Don Quichotte dont on dit qu’il est le « premier » roman en tant que genre paru en 1605, après le premier premier, Le dit du Genji, d’un autre genre – comme le masculin l’emporte sur le féminin – rédigé par dame Murasaki Shikibu autour de l’an 1000. « Don Quichotte », le « premier » roman, certes, mais en Occident !
Parmi les innombrables traductions des mésaventures du célébrissime couple paradigmatique, ou plus justement de la quinte qu’il forme avec Dulcinée du Toboso, fut-elle doublement fictive en tant que personnage imaginé par Cervantes et par Don Quichotte él mismo avec Rossinante et l’âne anonyme dont Platero pourrait être le nom que lui donna Juan Ramón Jiménez, son confident de fortune (1914), d’aucuns distinguent les versions de Filleau (1677), Florian (1798), Viardot (1863) qui a longtemps fait autorité attachée qu’elle est aux gravures de Gustave Doré, avant celles de Francis de Miomandre (1957), Aline Schulman (1997), d’Allaigre & Canavaggio (2001), puis de Jean-Raymond Fanlo (2008) pour n’en citer que quelques-unes, laissant de côté celle aussi respectable de Jean Babelon (1909), tant d’autres au fil de ces quatre siècles.

_Tâche à réaliser_.
Dans le texte sur Don Quichotte, renvoyez mot pour mot tout ce qui va de « Don Quichotte dont » jusqu'à « en Occident ! ».

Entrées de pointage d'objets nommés

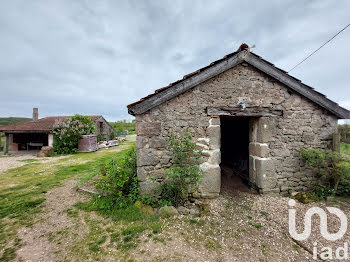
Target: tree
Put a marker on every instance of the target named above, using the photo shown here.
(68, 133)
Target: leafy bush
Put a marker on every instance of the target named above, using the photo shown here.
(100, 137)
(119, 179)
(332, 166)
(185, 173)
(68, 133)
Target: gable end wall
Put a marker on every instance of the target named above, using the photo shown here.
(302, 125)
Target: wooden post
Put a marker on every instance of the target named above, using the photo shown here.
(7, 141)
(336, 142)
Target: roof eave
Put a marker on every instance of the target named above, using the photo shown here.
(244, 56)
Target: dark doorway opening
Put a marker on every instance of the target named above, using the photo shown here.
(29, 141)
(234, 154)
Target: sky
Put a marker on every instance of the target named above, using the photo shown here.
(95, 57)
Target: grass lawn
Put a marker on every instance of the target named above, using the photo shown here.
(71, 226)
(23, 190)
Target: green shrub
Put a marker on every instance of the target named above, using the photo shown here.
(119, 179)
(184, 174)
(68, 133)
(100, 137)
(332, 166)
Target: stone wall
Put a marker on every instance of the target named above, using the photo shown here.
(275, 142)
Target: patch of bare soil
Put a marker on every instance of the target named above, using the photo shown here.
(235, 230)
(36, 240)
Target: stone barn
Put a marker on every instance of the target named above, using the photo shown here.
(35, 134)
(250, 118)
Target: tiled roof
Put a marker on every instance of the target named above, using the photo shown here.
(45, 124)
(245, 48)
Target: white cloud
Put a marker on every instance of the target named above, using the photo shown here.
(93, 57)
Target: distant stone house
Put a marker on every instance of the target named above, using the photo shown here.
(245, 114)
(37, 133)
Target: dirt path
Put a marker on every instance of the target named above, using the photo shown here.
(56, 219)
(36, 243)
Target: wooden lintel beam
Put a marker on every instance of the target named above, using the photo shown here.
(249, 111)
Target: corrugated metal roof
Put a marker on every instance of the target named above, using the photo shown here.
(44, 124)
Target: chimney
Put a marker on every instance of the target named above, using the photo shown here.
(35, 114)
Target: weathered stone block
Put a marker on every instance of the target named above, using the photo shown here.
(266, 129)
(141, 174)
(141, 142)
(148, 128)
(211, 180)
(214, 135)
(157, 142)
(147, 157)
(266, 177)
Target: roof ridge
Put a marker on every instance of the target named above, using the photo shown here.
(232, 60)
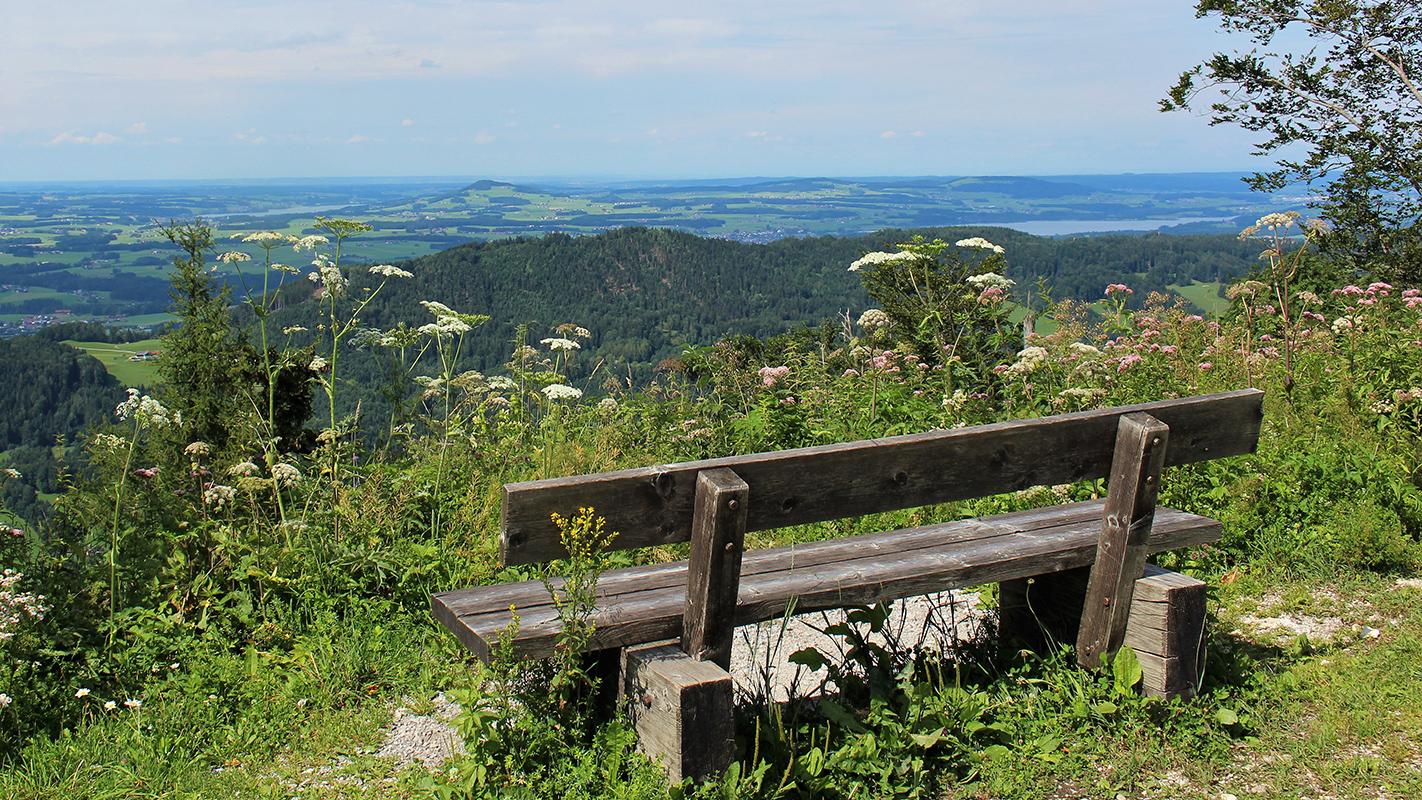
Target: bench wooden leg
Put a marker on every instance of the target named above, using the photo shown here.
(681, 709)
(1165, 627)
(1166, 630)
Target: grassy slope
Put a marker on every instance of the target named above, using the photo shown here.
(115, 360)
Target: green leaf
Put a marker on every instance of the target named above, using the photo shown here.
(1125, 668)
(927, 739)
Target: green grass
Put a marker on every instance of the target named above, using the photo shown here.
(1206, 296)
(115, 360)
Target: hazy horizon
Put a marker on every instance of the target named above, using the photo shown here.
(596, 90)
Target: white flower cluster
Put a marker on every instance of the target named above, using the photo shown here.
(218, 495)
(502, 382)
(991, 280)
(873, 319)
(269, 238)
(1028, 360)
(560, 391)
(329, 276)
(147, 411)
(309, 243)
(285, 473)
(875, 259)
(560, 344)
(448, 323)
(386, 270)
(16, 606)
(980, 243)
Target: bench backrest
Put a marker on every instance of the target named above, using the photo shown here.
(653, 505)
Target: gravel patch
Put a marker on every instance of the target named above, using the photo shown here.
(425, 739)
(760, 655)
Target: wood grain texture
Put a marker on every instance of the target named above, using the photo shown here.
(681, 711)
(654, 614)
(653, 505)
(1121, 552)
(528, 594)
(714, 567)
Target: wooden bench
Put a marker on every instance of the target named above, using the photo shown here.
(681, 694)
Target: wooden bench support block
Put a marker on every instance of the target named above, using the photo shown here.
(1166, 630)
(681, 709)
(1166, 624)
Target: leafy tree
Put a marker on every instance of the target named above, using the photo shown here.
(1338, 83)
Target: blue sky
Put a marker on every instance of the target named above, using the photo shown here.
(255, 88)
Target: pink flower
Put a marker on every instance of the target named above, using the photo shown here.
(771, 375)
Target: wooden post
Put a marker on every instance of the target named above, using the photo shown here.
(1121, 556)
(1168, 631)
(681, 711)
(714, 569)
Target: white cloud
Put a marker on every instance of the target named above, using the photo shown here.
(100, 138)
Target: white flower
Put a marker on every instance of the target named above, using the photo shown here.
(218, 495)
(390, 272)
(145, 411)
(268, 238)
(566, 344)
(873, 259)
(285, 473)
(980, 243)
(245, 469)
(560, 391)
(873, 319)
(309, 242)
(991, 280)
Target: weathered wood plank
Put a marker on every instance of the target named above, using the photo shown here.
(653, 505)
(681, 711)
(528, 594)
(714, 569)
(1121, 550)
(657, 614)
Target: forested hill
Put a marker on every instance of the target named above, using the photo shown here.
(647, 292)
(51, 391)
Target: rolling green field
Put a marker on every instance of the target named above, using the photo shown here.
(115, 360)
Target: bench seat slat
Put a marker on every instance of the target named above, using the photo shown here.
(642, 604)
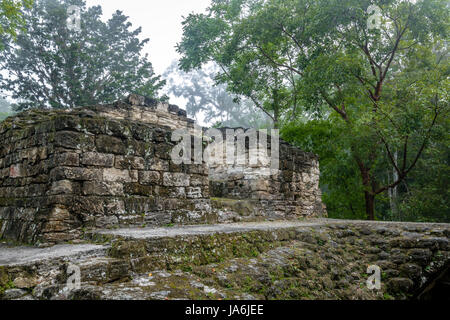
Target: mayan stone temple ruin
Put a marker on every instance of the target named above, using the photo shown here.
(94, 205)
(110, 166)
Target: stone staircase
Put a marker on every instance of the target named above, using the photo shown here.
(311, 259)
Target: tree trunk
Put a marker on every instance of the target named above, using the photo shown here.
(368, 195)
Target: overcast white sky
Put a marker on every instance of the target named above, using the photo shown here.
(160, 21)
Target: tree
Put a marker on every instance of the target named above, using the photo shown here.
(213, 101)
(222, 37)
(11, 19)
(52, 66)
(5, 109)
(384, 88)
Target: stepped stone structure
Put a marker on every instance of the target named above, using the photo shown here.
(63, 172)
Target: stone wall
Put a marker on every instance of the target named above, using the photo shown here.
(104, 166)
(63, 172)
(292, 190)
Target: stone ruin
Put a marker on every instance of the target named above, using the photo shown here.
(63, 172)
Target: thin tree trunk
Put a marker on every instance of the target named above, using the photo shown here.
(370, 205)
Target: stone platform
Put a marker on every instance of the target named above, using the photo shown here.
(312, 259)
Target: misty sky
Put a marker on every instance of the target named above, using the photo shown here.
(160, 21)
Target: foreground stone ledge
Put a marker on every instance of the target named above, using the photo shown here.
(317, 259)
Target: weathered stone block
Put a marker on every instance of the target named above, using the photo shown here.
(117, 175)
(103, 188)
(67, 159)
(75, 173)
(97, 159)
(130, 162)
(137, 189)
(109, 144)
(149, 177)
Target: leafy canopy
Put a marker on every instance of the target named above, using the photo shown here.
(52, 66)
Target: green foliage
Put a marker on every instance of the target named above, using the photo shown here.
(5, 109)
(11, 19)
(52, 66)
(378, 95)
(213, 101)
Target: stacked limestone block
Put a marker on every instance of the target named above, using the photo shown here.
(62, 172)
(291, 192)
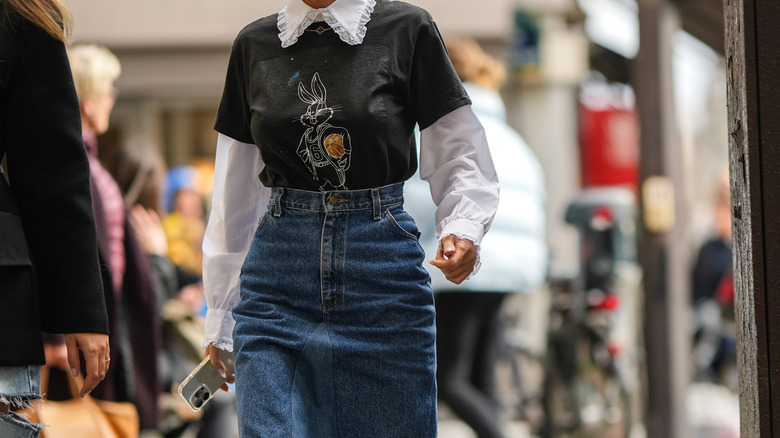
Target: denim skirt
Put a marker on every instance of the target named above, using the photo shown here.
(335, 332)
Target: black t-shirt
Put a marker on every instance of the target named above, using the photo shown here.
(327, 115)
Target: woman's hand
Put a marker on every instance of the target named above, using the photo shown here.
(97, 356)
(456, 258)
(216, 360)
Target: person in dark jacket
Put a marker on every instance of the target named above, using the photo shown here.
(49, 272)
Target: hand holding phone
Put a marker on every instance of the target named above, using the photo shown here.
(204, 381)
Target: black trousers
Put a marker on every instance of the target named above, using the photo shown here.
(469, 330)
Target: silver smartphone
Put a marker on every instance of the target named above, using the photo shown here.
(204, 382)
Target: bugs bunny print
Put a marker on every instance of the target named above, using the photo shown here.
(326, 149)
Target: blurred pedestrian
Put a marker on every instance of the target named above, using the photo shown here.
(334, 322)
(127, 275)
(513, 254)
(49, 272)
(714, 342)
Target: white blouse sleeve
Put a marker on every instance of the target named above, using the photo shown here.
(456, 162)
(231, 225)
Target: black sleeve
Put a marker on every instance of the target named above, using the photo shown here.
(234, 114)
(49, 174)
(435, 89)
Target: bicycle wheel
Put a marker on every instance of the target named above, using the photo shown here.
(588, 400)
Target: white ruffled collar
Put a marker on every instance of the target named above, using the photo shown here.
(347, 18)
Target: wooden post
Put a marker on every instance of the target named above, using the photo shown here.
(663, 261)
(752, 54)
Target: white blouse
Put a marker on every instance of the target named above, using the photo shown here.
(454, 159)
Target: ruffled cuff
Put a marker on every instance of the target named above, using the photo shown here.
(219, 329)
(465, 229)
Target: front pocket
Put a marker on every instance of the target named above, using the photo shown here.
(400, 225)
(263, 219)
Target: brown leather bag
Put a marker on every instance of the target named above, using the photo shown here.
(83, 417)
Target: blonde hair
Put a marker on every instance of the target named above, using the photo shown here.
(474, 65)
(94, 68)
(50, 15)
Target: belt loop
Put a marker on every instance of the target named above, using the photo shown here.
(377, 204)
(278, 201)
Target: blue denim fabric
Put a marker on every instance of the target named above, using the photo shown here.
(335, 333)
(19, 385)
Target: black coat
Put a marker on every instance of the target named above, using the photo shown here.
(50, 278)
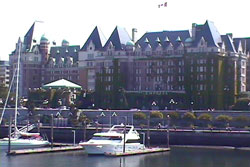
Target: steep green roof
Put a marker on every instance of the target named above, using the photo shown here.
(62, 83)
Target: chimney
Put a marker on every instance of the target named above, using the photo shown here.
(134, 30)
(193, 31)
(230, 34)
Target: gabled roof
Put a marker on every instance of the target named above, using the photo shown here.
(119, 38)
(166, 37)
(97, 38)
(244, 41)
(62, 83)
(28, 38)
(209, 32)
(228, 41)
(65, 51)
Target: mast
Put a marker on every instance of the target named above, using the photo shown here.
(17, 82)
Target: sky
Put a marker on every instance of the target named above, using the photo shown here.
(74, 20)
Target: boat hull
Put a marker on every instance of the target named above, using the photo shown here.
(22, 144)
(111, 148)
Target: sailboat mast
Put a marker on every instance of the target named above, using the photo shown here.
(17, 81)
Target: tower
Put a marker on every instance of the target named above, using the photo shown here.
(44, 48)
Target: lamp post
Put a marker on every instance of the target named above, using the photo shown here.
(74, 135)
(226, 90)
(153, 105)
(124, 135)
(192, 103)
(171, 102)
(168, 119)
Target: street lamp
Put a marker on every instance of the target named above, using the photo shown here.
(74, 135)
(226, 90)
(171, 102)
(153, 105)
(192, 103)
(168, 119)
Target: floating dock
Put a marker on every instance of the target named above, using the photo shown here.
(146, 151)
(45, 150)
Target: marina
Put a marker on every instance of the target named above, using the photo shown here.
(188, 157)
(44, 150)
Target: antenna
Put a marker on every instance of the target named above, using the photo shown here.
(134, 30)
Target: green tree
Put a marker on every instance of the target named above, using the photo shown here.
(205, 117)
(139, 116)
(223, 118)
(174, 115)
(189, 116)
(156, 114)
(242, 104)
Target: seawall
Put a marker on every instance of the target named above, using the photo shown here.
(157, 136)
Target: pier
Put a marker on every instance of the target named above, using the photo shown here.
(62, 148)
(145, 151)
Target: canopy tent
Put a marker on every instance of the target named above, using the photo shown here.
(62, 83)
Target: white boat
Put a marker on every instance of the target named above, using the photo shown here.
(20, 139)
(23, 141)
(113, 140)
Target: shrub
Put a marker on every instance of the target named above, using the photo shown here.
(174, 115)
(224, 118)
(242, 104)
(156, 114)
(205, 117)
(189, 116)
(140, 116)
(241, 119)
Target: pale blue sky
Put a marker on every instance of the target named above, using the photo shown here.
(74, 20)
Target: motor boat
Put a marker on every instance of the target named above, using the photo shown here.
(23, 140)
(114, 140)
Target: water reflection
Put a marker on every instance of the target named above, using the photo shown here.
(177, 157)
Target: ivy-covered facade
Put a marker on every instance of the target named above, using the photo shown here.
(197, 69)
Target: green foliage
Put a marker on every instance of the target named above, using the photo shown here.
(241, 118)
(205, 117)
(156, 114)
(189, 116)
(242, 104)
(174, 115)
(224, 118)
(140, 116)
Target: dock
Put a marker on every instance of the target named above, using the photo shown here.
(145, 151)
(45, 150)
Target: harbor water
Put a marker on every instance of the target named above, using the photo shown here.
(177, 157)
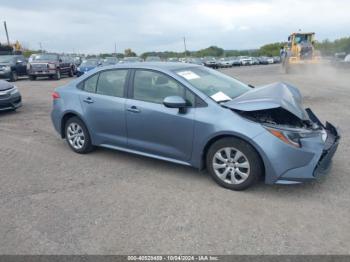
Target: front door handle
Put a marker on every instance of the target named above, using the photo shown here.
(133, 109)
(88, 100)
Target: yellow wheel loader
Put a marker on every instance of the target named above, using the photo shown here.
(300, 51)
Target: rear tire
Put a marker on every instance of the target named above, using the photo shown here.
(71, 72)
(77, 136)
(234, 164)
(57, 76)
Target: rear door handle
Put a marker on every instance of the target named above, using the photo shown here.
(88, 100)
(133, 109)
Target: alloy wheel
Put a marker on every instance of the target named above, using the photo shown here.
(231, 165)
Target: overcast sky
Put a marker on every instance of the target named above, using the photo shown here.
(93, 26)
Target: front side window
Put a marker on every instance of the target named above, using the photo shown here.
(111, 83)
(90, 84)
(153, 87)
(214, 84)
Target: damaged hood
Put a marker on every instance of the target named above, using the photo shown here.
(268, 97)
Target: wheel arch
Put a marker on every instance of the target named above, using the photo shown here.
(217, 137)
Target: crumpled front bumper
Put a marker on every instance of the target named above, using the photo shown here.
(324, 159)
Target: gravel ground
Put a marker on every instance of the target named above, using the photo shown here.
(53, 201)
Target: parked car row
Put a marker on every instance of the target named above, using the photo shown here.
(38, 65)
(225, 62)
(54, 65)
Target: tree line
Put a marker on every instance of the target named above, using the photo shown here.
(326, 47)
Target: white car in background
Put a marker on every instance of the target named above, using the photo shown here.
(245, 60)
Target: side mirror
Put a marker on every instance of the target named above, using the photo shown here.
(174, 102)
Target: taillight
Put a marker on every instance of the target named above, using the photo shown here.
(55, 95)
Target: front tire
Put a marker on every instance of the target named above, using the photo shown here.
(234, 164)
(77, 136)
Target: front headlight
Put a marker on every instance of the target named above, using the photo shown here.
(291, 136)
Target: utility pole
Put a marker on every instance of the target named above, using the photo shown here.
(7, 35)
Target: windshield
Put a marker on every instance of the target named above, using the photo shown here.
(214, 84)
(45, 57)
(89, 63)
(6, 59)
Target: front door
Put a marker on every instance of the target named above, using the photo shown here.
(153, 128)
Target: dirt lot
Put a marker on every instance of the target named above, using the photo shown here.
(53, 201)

_Réponse complète_.
Don Quichotte dont on dit qu’il est le « premier » roman en tant que genre paru en 1605, après le premier premier, Le dit du Genji, d’un autre genre – comme le masculin l’emporte sur le féminin – rédigé par dame Murasaki Shikibu autour de l’an 1000. « Don Quichotte », le « premier » roman, certes, mais en Occident !